▶ Your instructions: Please retype the line that contains "Reviewer note: confirm that every instance of the white" and all lines that follow it to the end of the entries below, exactly as they stand, with nothing added.

== Segment start ==

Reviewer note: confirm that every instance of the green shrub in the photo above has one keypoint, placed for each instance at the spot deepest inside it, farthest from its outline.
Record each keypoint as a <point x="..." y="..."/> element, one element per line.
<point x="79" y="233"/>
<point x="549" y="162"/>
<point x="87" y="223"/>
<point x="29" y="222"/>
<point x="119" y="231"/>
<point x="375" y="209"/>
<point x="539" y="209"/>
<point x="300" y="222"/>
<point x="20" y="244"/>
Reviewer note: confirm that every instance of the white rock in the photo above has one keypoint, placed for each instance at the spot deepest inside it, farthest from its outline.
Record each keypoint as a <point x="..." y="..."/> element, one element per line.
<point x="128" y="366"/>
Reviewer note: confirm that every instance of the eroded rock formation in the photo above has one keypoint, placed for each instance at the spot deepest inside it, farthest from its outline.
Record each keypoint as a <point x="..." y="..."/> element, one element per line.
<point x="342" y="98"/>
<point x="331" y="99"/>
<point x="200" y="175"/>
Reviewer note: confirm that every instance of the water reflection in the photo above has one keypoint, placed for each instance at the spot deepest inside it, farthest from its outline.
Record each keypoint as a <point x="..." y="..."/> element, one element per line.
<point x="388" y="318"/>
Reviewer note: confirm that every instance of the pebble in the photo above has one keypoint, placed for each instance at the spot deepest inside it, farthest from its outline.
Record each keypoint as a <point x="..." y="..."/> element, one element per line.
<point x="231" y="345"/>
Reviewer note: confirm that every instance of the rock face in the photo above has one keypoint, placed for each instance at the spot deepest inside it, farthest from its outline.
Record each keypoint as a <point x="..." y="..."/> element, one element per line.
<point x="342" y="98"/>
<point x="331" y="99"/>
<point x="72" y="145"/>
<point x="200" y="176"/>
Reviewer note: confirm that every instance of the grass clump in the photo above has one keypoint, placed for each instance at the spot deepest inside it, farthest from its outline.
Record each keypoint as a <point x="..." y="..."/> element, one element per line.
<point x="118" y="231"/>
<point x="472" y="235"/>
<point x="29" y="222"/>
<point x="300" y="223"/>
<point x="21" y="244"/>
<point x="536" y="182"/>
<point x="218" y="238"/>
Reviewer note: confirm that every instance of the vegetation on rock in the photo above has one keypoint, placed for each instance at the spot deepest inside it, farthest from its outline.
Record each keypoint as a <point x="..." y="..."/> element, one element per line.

== Segment end ==

▶ Exercise result:
Reviewer note: confirm that every instance of the white rock in the photo above has one keypoint, placed for each instance at the spot deepest inside it, farthest from its outline.
Record each keypoint as a <point x="..." y="..."/> element, one element per line.
<point x="128" y="366"/>
Reviewer note: confirm that every instance of the eroded rock formation in the photo above has one keypoint, placed for each instance at the spot deepest inside it, farthest from its outline.
Record each keypoint as a <point x="..." y="..."/> element, one element per line.
<point x="342" y="98"/>
<point x="331" y="99"/>
<point x="200" y="175"/>
Reviewer note: confirm that every instance of the water reflection in the photo above has one keypoint, placed for each instance at the spot deepest inside it, farthest from its outline.
Record each keypoint as a <point x="..." y="..."/> element, one element per line.
<point x="388" y="318"/>
Reviewer note: confirm that every instance of the pebble in the photo above has one keypoint, placed for each instance at the spot deepest inside it, farthest from its outline.
Record each keypoint as a <point x="..." y="..."/> element, one element per line.
<point x="231" y="345"/>
Reviewer note: confirm that every instance of the rock face in the photo above has one keypoint, placed for each instance at the spot deepest inside it, farthest from its outline.
Record each keypoint as a <point x="..." y="..."/> element, one element per line.
<point x="342" y="98"/>
<point x="331" y="99"/>
<point x="72" y="145"/>
<point x="200" y="176"/>
Reviewer note: confirm that every instance of the grass clump in the photo above has one keypoint, placed for each instance at the spot deepest inside it, farthest from its outline.
Record each keypoint as a <point x="..." y="..."/> element, one element per line.
<point x="118" y="231"/>
<point x="472" y="235"/>
<point x="29" y="222"/>
<point x="300" y="223"/>
<point x="21" y="244"/>
<point x="536" y="182"/>
<point x="218" y="238"/>
Reviewer note: confirm that every instance of the vegetation on rock in the photo above has one keypoint, placed for each instance at the spot deepest inside it, farthest from its outline.
Record each keypoint as a <point x="..." y="..."/> element, one element per line.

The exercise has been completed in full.